▶ [Description of the task]: Would you please output only the lines from the one containing "Target: trekking pole" through the end of the entries below, exactly as written?

▶ [Data section]:
━━━━
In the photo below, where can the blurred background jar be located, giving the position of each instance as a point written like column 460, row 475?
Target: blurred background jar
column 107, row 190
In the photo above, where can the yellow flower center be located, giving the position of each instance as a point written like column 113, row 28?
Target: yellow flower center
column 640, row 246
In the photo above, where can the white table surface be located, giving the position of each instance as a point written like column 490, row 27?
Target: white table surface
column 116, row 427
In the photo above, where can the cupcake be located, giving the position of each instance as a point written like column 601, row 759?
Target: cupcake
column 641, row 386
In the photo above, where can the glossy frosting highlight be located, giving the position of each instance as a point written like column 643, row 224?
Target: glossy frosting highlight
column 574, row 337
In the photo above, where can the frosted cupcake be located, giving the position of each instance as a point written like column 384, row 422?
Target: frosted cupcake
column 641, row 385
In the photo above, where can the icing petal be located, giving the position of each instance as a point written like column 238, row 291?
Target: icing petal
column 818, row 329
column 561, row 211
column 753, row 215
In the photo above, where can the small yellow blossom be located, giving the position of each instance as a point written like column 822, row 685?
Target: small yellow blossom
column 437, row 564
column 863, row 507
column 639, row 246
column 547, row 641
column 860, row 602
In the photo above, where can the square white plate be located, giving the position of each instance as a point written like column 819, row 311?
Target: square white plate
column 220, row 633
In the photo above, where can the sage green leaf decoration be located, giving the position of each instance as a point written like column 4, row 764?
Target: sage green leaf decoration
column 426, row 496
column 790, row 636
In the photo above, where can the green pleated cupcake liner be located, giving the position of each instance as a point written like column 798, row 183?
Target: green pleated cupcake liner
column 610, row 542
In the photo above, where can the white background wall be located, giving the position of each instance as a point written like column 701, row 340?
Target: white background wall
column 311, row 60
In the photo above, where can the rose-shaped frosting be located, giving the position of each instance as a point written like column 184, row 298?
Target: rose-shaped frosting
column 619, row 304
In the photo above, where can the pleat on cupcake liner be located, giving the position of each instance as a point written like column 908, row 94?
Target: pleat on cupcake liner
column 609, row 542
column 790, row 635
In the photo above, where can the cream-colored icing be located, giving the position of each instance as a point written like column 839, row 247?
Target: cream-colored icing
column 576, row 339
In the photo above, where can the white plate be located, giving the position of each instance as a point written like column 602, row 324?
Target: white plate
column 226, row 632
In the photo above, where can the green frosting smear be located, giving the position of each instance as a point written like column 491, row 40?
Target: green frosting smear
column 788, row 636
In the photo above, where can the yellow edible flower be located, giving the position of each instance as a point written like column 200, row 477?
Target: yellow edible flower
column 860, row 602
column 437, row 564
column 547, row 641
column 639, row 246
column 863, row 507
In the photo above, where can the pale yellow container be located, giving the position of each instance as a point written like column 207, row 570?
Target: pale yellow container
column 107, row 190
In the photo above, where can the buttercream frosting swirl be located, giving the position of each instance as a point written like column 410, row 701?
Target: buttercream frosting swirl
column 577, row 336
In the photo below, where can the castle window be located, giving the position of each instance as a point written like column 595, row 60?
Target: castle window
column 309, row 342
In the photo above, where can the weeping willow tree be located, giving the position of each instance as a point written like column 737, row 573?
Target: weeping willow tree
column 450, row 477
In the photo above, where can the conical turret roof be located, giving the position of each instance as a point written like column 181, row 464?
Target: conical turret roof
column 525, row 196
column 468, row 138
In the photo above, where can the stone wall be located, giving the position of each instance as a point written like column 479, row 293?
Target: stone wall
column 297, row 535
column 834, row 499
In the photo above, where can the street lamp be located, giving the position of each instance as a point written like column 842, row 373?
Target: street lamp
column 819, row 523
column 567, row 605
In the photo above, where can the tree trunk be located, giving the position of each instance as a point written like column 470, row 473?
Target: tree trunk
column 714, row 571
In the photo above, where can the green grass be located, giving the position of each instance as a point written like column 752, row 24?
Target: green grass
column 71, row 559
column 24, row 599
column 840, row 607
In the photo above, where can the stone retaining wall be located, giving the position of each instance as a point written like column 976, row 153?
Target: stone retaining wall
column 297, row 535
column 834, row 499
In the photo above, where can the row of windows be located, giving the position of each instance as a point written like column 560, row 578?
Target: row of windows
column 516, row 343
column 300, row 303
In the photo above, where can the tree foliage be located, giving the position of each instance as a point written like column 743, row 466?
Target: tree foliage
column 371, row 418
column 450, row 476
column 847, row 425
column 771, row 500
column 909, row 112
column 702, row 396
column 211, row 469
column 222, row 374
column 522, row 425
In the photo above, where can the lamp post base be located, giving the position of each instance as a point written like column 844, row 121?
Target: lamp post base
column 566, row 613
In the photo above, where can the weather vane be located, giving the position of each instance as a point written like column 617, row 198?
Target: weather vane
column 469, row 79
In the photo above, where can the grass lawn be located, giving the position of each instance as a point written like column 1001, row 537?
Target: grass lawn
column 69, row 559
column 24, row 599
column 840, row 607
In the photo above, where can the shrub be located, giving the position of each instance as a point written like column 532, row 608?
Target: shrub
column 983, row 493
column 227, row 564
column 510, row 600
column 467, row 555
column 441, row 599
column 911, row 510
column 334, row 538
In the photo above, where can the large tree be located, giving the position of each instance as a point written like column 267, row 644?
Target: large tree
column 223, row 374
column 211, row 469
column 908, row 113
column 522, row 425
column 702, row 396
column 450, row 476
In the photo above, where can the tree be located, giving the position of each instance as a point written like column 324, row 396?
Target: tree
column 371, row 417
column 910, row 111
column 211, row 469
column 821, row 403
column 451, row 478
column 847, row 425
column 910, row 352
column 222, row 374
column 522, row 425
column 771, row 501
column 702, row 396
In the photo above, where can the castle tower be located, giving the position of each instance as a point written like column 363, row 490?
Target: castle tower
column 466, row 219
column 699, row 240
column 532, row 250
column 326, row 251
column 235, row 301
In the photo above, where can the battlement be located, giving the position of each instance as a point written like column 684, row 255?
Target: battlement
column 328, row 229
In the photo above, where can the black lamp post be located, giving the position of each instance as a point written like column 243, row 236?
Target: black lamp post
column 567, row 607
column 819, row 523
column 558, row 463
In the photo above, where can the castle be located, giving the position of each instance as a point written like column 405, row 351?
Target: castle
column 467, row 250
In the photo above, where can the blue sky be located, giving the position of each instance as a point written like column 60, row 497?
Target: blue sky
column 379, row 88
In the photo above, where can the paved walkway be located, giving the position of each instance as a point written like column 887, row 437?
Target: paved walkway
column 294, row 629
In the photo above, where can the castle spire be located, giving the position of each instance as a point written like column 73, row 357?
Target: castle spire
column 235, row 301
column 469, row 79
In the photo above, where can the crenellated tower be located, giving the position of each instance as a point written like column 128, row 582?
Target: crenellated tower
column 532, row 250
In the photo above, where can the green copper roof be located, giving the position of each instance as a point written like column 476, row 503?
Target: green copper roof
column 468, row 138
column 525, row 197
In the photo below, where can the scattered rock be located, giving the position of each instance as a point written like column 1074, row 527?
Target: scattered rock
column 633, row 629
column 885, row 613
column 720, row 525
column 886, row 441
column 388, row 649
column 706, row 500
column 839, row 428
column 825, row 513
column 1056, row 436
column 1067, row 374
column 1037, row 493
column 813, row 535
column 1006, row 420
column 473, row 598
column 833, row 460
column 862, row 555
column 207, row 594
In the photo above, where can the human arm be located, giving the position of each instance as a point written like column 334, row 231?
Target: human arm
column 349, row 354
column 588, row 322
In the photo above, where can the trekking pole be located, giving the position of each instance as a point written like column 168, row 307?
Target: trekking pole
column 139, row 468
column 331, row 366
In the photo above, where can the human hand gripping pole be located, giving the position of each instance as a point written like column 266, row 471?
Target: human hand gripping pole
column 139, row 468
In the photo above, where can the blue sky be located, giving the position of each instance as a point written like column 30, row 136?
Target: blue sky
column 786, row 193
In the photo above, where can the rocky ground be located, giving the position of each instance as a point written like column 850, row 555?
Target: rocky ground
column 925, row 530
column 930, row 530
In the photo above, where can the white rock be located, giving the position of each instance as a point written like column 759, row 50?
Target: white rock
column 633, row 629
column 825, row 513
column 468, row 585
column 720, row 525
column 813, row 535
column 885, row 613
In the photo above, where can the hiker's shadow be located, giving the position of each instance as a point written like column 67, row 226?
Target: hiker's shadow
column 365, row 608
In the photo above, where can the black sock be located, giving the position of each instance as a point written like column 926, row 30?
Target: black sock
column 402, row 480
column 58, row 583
━━━━
▶ [Response box]:
Target: trekking pole
column 139, row 468
column 331, row 366
In the photo above, where can the human hand gripping pole be located, giving the position of each instance as a point written like column 266, row 471?
Target: human hand gripping pole
column 139, row 468
In the photo above, where can the blue sky be located, giving the position of each instance as a point written like column 30, row 136?
Target: blue sky
column 786, row 193
In the photo above, where can the rocky ground be located, giving the position of each instance as a point written like column 850, row 555?
Target: rocky ground
column 925, row 530
column 930, row 530
In the photo above, where can the white rock be located, giving the position of each instance as a point written like column 759, row 50?
Target: white rock
column 633, row 629
column 825, row 513
column 468, row 585
column 720, row 525
column 813, row 535
column 885, row 613
In the photo above, where can the hiker's shadow be located, giving the position of each instance as a point written like column 67, row 226?
Target: hiker's shadow
column 365, row 608
In the photo above, where can the black sock be located, giving the position of each instance as a point written like column 926, row 30?
Target: black sock
column 402, row 480
column 58, row 583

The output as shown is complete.